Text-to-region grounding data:

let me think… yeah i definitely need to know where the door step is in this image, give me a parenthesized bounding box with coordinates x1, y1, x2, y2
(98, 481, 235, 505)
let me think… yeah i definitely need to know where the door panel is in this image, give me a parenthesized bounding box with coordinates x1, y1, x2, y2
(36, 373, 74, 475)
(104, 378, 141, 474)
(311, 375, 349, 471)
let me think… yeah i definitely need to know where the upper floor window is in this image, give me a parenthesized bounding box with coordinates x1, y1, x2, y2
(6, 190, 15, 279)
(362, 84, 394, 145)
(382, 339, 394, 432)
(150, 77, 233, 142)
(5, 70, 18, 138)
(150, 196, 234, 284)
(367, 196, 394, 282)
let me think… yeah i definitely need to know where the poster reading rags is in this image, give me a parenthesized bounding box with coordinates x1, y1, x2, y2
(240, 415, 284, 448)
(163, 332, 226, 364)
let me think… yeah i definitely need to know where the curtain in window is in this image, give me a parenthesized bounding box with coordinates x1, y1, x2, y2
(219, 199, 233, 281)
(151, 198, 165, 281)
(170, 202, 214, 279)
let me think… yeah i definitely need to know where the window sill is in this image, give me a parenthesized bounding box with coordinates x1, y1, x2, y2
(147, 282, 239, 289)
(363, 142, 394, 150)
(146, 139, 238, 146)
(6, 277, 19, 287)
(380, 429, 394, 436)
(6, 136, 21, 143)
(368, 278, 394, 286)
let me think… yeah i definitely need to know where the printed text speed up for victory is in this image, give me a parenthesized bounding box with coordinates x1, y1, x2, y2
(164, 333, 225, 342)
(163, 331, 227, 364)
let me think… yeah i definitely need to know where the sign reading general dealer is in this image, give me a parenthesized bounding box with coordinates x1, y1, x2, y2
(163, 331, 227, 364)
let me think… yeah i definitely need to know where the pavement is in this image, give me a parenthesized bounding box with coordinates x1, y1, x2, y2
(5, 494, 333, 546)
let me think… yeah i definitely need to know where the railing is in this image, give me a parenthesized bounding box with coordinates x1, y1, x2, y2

## Your task:
Each entry is to be returned in full, character for character.

## Response to the exercise:
let me think… yeah i definitely need to know where the door step is in this image, give me a parenthesized bounding box with coordinates x1, y1, x2, y2
(98, 481, 235, 505)
let me think… yeah i definitely need to know where the door panel is in this image, give me a parenthesized bounding box with coordinates x1, y1, x2, y2
(36, 373, 74, 475)
(104, 378, 141, 474)
(311, 375, 349, 471)
let me think… yeah i definitely need to know where the upper floor window is in this image, give me a parenthesized bounding box with coordinates x1, y1, x2, y2
(6, 190, 15, 279)
(362, 84, 394, 145)
(382, 339, 394, 432)
(150, 77, 233, 142)
(5, 70, 18, 138)
(150, 196, 234, 284)
(367, 196, 394, 282)
let me think… yeah i definitely need to know where the poster reading rags is in this image, give me a parenthesized bounding box with coordinates x1, y1, x2, y2
(240, 415, 284, 448)
(163, 332, 226, 364)
let me think… yeah i definitely need to know where the curtain in window is in this image, give me a parenthesized bounding box with coordinates x1, y1, x2, y2
(219, 199, 233, 281)
(151, 198, 165, 281)
(170, 202, 214, 279)
let me think… yeah i definitely need to know where the window sill is in this image, give me a parenthesized bounding box with coordinates x1, y1, x2, y2
(147, 282, 239, 289)
(363, 142, 394, 150)
(146, 139, 238, 146)
(6, 277, 19, 287)
(380, 429, 394, 436)
(6, 136, 21, 143)
(368, 278, 394, 286)
let me think… yeah i definitely need to know where the printed text speed up for victory is in this image, give me a parenthesized bounding box with coordinates x1, y1, x2, y2
(164, 333, 225, 342)
(163, 331, 227, 364)
let me think… yeah i definitely need to know where the sign reading general dealer is in this image, give me a parenthesized bounding box with coordinates x1, y1, x2, y2
(163, 331, 227, 364)
let me think… yeah i definitely need to know where the pavement is in this image, give me a parenthesized bounding box with coordinates x1, y1, x2, y2
(5, 494, 333, 546)
let me think… yeah i definitely need to know where the railing is in this image, give me a parenthesized bounding box with coordinates x1, y1, x2, y2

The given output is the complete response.